Extend the news article on Darwinium's $18 million Series A round, picking up right after its final sentence.

• Excerpted passage
>>>>>

Darwinium deploys on a Content Delivery Network at the edge, and is designed to provide full visibility to both security and fraud detection teams.
Today San Francisco-based Darwinium, which makes an edge-based digital security and fraud prevention platform, is announcing that it has raised a further $18 million in Series A financing, bringing the total investment in the company to $26 million. The money will be used primarily to finance Darwinium’s global expansion.
Darwinium puts security and fraud prevention to the edge, deploying at the CDN [Content Delivery Network] level instead of using an API-based solution. It utilizes streaming algorithms there to provide complete visibility and control of every digital interaction in real time, to both fraud detection and security teams.
“Darwinium takes an evolutionary approach,” said Alisdair Faulkner, co-founder and CEO of Darwinium. “In a world where machines attack humans and machines attack machines, AI will blow apart everything and fraud security has to be completely rethought.”
Faulkner noted that AI is now being used to test websites for business model vulnerabilities.
“This might allow them to determine thresholds, like a company not checking transactions under $1000,” he said. “Previously they would tend to use ‘low and slow’ attacks to stay under the radar, but now they can run combinations of DDoS attacks with others, because of this improved intelligence.”

<<<<<

• Material provided
>>>>>

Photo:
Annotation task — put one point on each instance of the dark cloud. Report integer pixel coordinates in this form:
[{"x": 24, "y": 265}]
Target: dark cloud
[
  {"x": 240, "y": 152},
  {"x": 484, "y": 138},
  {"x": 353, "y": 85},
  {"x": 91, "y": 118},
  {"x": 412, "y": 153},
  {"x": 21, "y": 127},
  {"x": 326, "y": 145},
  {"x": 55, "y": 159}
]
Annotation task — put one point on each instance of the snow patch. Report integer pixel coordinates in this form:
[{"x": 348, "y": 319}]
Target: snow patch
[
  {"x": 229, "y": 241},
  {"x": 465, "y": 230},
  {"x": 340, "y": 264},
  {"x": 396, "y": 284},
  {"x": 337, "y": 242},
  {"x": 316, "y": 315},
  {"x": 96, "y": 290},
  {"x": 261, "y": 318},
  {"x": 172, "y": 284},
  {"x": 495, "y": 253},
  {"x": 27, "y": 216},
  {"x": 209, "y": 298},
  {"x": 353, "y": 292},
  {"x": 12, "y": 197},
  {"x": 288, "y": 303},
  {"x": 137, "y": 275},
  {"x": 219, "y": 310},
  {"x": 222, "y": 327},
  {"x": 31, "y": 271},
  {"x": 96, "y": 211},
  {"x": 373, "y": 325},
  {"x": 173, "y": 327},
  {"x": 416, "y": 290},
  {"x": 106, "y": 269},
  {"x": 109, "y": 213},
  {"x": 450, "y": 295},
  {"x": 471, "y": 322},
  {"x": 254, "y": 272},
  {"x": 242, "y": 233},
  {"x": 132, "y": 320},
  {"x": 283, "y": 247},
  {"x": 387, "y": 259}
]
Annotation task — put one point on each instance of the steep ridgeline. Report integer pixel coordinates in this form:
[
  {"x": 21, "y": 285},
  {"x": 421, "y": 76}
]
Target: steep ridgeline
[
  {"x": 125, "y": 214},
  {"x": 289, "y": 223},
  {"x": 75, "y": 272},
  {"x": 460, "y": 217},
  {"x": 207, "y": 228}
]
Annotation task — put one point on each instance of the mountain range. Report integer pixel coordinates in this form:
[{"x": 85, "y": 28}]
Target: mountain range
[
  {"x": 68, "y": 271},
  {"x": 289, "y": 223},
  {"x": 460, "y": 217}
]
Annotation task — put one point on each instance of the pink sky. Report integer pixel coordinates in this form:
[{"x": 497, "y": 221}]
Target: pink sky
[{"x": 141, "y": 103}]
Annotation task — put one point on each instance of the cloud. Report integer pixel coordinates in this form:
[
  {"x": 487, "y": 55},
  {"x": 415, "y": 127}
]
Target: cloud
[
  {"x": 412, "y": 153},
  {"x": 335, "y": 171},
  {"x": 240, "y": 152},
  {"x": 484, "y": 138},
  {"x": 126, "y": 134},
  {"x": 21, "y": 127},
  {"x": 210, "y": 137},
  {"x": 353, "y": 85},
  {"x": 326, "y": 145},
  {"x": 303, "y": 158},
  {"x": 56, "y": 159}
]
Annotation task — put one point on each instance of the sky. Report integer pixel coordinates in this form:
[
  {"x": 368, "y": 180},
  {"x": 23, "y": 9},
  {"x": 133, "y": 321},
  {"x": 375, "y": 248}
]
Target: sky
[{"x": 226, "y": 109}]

<<<<<

• Output of the task
Company responses tend to be less effective because fraud detection and security teams have typically been in two separate siloes.
“Fraud is more likely to get through because these teams don’t talk well to each other,” Faulkner said. “Without the two sharing a single layer of visibility, they will will chase their tails. We attack this rather than take it piecemeal, using the existing Content Delivery Network infrastructure. This lets us process it close to the customer, reducing latency. And it lets both teams see what is happening and differentiate between real customers who do a lot of transactions, who are typically their better customers, and fraudsters. This means that the good customers aren’t slowed down, while the bad guys are stopped. 90% of good fraud detection is good customer recognition.”
Faulkner said that another advantage of deploying at the CDN is that Darwinium doesn’t provide a single point of failure.
“These tasks have been typically done by API-based products that risk-assess moments-in-time, he stated. “We run on your CDN as it receives traffic, using streaming algorithms. “DevSecOps is enabled to have full control and visibility which can be split with engineering and security. The data science teams can also continuously change and update models without having to go through full engineering cycles.”
While 2023 has seen vendor after vendor announcing new Generative AI solutions, Faulkner said that Darwinium is already well positioned in this market.
“We were originally focused on digital risk when we were formed in 2020, and we saw this coming even before that,” he said. “What opened my eyes was AlphaGo, software that beat every Go champion, and which was not taught by a single human. This would be the way of the future, and we were created with that vision in mind.”
Faulkner also noted that Darwinium was also able to do well over the past several years before Generative AI took off, when the reputation of AI technology was decidedly more mixed.
“Many CEOs used to say that AI was just ticket generating machines, but we don’t sell them something that stands in isolation that is just another systems integration product,” he said. “The CDN deployment lets us normalize all the data. That’s the best and only place to get this job done. We aren’t selling a big bang.”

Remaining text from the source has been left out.